[Document extract]:
━━━━━━━━━━━━━━━━━━━━

That was then. This is now.
Despite challenges that would floor even the strongest person, Karen has flourished, becoming a tireless advocate for people with RA.
Finding Her Voice
Karen’s decision to openly share her RA story was triggered by one pivotal event: In July 2001, with the supply of RA medications she brought with her from Australia nearly depleted, she saw a rheumatologist in New York City. She was prescribed a biologic drug that eased her symptoms within 24 hours – and an arthritis advocate was born.
“It was a virtual cure,” Karen says of the medicine. “I had a quality of life I’d never had before.” And she was stunned and angered to learn that, at the time, her fellow Aussies didn’t have access to biologics. “I had been robbed of my adolescence, my 20s and half of my 30s,” she recalls. “But suddenly the rest of my life seemed OK. For the first time I had hope, and I wanted to give that hope to others.”
When she went to Australia for vacation the following summer, she vowed to tell her story and “start a [public] conversation about biologics.” She called various media outlets until an editor at Time Australia Magazine agreed to interview her.
“At the time, arthritis got no publicity, so a two-page spread in a national magazine was pretty big,” she says. She also penned letters to the prime minister and other government officials, urging them to make biologics available.

It seems her efforts made a difference. Karen received an e-mail from the Arthritis Foundation of Australia thanking her for generating publicity about the drugs. Some two years later, biologics became available Down Under.
After finding her voice as an advocate, Karen never looked back.

━━━━━━━━━━━━━━━━━━━━

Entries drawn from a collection
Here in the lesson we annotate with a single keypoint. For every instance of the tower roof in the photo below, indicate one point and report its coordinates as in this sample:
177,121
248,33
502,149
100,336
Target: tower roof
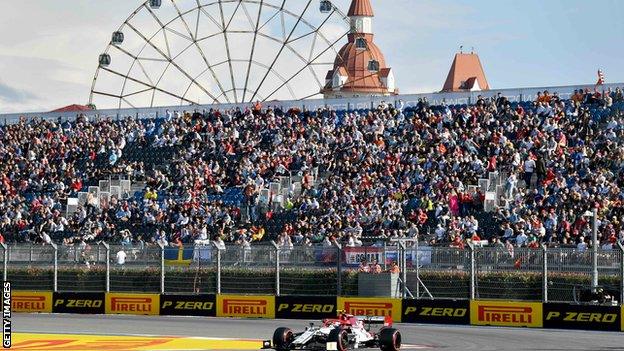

━━━━━━━━━━━━━━━━━━━━

Reproduce word for word the part of the text on Karen's arthritis advocacy that runs between "When she went" and "to interview her.", inclusive.

[Completed task]:
When she went to Australia for vacation the following summer, she vowed to tell her story and “start a [public] conversation about biologics.” She called various media outlets until an editor at Time Australia Magazine agreed to interview her.